• **Passage shown**
————

So is there any good news to be had? The answer is, yes...though some of it you may have to make for yourself.
Good news: the commuter culture is coming to a close. Finally, the utter insanity of spending the equivalent of an entire waking day in an automobile each week going to and from work so you can (among other things) pay for the gas to make the trip is being exposed for all to see. Fathers might actually start arriving home in time to do something other than nuke a microwaveable dinner and tuck their kids in. We might actually (gasp!) get home from a day's work while there's still daylight, at least March through October or so. Families might actually start spending time together again. Family dinners, anyone?
Good news: energy conservation and alternative energy are finally being taken seriously. Even when gas was $1.78 a gallon, deep down inside we all knew it couldn't last. Someday we knew the cheap ride was coming to an end. Yet it was all too expedient for politicians to punt the ball and leave solving the problem to future generations. Now the ball has come to rest. Sure it's painful, but finally the foundation is being laid for America to have an energy source that doesn't enrich people who hate us, doesn't pollute, and that will last forever. That source is likely to be thermonuclear fusion (unless there's a real technological breakthrough and we come up with cold fusion, zero-point energy, or total mass conversion). The technical hurdles to harnessing any of these energy sources are formidable, but even a journey of a thousand miles begins with a single step. Despite the malingering of two generations of politicians, that step is now being taken.
Good news: our cities and towns are going to be reinvigorated. As life becomes more local, people will be looking more and more to the communities they live in for entertainment, recreation and economic sustenance. Look for fewer anonymous, cookie-cutter suburbs, and more vibrant city plans that mix residential and commercial development. After virtual extinction during the automobile-driven mid-to-late 20th century, the concept of civic space is experiencing a renaissance. Local forms and venues of entertainment--harvest festivals, farmer's markets, county fairs, carnivals, Christmas festivals, small dance halls, bowling alleys, movie theaters, local attractions, even libraries--the localization of our lives in the next decades will breathe new life into these venerable American traditions. One man who has minced no words about these trends is James Howard Kunstler.

————

• **Given data**
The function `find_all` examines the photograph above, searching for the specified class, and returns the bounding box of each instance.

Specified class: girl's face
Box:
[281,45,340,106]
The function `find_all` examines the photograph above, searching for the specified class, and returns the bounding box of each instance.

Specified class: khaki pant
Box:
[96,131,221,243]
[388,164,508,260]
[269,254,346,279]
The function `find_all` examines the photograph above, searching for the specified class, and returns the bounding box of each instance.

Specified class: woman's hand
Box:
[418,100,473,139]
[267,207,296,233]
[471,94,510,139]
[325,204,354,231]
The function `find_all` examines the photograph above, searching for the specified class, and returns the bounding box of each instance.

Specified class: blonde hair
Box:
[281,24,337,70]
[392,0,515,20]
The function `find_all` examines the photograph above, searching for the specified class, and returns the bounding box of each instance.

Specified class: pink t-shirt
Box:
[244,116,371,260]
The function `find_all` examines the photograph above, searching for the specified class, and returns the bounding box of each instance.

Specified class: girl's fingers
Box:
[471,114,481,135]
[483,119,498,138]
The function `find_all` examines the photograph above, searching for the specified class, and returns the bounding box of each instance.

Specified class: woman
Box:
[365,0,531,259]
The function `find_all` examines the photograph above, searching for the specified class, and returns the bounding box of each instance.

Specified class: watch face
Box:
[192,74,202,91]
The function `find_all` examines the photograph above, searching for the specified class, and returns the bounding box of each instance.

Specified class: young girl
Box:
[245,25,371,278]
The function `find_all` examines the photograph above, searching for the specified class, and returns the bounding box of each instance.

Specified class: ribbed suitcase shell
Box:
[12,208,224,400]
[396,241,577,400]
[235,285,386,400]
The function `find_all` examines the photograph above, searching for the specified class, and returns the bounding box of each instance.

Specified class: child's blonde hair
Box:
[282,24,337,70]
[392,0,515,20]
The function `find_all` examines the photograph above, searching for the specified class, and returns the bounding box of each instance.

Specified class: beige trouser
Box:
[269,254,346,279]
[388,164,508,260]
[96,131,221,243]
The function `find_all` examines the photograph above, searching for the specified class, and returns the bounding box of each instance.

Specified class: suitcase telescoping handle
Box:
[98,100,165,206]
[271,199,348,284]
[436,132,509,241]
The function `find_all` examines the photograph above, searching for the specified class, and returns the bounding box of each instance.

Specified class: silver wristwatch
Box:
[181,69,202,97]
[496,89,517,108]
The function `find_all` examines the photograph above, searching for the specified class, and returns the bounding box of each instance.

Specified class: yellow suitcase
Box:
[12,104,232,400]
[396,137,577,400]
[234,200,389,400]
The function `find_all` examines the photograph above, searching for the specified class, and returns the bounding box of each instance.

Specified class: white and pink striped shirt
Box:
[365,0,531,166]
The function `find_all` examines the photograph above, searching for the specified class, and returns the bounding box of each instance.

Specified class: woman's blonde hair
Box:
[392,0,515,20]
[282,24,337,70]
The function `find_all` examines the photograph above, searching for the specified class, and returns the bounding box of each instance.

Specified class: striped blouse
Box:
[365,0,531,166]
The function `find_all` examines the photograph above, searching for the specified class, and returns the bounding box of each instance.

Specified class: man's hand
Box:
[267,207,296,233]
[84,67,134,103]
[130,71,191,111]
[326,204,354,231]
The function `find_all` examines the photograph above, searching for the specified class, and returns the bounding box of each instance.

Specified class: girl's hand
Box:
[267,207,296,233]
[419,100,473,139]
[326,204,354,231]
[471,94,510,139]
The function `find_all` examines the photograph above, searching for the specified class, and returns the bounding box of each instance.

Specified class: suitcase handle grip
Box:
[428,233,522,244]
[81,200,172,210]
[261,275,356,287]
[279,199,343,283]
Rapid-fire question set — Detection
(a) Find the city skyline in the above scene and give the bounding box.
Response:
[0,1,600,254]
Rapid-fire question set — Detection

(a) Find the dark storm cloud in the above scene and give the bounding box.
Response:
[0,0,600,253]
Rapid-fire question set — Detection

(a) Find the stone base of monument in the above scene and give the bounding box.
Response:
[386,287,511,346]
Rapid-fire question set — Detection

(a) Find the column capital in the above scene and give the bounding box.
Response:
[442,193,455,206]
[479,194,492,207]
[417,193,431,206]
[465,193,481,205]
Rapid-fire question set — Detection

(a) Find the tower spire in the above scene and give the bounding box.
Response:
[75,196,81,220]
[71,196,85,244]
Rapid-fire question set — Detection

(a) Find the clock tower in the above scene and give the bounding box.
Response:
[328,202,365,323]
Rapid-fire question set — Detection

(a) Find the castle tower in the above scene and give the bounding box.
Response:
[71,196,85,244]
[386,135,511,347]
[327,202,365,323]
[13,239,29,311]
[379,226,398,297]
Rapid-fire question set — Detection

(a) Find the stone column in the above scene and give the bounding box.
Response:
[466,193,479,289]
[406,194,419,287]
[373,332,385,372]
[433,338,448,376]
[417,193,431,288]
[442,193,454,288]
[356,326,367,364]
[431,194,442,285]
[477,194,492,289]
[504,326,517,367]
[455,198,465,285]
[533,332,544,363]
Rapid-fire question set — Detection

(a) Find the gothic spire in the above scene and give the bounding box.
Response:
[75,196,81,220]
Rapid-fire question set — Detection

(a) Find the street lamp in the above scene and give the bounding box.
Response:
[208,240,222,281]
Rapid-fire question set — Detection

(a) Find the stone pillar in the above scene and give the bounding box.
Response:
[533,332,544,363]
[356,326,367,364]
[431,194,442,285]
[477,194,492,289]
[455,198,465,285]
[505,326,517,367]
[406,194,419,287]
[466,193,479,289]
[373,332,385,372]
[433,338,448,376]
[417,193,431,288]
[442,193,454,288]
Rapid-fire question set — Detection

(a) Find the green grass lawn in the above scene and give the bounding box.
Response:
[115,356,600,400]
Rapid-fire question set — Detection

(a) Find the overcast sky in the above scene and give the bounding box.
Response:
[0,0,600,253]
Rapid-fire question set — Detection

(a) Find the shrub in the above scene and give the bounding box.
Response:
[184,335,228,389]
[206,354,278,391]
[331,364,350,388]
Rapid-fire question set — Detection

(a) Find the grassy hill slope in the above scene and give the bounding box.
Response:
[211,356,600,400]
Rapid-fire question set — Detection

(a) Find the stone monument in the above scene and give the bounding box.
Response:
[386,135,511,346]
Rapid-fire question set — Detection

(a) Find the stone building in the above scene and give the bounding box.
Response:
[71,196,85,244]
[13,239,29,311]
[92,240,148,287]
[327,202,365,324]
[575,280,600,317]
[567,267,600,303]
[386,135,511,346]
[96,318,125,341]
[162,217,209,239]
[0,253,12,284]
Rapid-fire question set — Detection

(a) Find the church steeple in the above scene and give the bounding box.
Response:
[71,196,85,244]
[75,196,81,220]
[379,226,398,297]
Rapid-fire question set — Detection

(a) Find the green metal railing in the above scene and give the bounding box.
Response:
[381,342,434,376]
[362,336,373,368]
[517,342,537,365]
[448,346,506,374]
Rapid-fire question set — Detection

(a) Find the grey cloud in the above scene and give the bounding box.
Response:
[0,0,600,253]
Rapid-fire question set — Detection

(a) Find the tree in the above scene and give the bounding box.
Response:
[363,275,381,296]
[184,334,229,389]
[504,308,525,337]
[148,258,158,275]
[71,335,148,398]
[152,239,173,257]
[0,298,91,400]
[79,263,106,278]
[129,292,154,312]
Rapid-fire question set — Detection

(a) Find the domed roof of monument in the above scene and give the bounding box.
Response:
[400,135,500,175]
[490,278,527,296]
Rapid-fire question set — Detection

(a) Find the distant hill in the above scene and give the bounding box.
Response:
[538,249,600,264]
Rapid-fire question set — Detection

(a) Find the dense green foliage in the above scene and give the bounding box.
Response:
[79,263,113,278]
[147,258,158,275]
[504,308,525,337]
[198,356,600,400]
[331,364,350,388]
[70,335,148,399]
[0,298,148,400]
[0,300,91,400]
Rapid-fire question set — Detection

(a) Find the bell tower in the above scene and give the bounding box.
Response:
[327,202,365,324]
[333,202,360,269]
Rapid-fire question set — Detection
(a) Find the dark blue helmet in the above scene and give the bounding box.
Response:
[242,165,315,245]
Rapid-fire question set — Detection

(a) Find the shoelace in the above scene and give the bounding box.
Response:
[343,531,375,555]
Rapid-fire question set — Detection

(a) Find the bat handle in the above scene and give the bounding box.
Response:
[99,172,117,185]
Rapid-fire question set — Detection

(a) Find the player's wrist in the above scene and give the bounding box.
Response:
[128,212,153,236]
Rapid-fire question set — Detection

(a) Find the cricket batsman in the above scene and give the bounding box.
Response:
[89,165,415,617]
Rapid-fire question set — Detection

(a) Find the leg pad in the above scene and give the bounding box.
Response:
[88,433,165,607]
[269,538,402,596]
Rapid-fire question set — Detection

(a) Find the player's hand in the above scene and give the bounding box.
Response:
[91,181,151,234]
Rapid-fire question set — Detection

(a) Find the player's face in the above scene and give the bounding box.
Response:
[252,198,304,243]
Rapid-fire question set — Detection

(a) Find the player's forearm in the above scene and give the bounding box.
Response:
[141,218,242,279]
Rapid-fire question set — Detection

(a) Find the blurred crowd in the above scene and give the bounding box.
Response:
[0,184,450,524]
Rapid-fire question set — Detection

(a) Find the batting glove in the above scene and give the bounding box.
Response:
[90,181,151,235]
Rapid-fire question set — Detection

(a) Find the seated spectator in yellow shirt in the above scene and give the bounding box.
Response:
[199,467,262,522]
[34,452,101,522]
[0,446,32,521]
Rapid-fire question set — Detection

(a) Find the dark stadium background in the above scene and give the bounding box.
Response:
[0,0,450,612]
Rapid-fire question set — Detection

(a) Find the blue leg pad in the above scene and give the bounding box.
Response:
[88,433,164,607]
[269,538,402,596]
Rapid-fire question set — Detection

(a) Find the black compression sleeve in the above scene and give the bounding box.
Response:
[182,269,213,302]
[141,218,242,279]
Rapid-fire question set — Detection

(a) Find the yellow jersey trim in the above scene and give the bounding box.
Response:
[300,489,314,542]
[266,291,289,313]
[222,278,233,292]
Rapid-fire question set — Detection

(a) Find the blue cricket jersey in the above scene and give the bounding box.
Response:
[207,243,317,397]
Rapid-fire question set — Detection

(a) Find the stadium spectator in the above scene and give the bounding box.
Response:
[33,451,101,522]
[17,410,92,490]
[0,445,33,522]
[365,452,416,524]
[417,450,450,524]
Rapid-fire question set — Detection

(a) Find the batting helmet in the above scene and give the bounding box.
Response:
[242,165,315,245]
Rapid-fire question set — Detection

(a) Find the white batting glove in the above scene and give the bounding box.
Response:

————

• **Given exercise**
In the passage on good news, what energy source does the author say is likely to give America lasting power?

• **Answer**
Thermonuclear fusion.